DIRECTIONS FOR THIS TASK ->
Pick up the piece on campfire rules and home insurance where it stops, and write the next few paragraphs.

SOURCE ->
Start

Summer is prime time for campfires and roasted marshmallows. However, before starting a fire and enjoying the tasty treats cooked over one, it is essential to understand fire regulations in your area and what your home insurance will cover if something goes awry.

How do I know if my campfire is legal, and any potential damage is insurable?

To find your town or city’s fire bylaws, call your local government (town council or bylaw enforcement) or search your municipality’s website for a list of regulations. It might be under bylaws or the municipal code.

Fire restrictions can fluctuate with the weather, so it’s always important to check if there is a fire ban in your area before igniting any materials — including charcoal barbeques in some instances. Failure to comply with the fire ban can result in a hefty fine. Additionally, your home insurance policy might not cover potential damage to your home caused by the fire since it is illegal to set a fire in the area where the ban is declared.

Suppose you get a fire pit for your home. In that case, it’s important to notify your insurance company, says Anne Marie Thomas, director of consumer and industry relations at the Insurance Bureau of Canada. A fire pit may affect your insurance premium since you incur more liabilities. Omitting to mention this information to your insurance provider could be a costly mistake.

Does home insurance cover damage caused by a backyard fire?

End

RECORDED DATA ->
Start

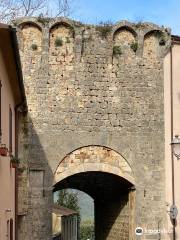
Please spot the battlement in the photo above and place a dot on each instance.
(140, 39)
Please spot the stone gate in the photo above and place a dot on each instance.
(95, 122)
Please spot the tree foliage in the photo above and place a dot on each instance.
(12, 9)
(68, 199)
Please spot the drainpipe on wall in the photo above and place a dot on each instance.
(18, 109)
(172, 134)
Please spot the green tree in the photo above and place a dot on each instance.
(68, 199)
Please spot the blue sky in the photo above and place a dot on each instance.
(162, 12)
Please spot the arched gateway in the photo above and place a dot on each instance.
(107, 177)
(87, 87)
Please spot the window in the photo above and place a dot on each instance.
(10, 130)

End
Start

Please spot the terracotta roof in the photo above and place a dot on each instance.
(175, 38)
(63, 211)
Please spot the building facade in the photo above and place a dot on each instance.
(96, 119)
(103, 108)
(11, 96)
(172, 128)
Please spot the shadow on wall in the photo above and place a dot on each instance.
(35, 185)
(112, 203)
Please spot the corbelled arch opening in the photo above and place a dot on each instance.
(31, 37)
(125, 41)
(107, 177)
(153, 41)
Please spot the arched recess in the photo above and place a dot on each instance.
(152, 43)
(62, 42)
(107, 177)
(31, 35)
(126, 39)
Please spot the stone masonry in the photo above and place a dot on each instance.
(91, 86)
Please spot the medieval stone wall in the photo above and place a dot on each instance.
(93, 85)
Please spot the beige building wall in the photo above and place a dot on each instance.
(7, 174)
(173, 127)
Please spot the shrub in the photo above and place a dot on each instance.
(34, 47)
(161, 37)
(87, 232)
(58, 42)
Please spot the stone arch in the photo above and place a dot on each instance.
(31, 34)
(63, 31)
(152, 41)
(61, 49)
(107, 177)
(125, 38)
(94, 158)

End

WRITTEN ANSWER ->
If you fail to disclose that you have a fire pit or outdoor fireplace, your insurance policy might not cover any damages that result from a backyard fire, and you would have to pay out of pocket for costs.

“The overarching factor is to make sure that the fire pit is legal,” says Thomas. “You can’t behave illegally and expect to be compensated.”

Thomas emphasizes that each policy is different and how your insurance will compensate you if you infringe on your contract varies from case to case. She says that whenever you violate your insurance policy, you put your coverage in jeopardy. If you’re having fires illegally, a worst-case scenario is that your insurance company could void your home insurance altogether.

What happens if one of my guests gets injured while having a backyard fire?

“If you’re [having a fire] legally but someone gets burned by accident, your insurance may cover you for that,” says Thomas.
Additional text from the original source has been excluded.